[Data entries]
=====

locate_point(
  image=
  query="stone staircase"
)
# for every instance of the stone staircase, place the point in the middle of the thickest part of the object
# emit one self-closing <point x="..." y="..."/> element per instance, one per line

=====

Stated exercise
Copy every item above line for line, with no changes.

Exercise response
locate_point(
  image=
  query="stone staircase"
)
# for every instance of the stone staircase, place the point in the middle of the thickest part of the object
# emit one self-closing <point x="..." y="..."/> element per instance, one per line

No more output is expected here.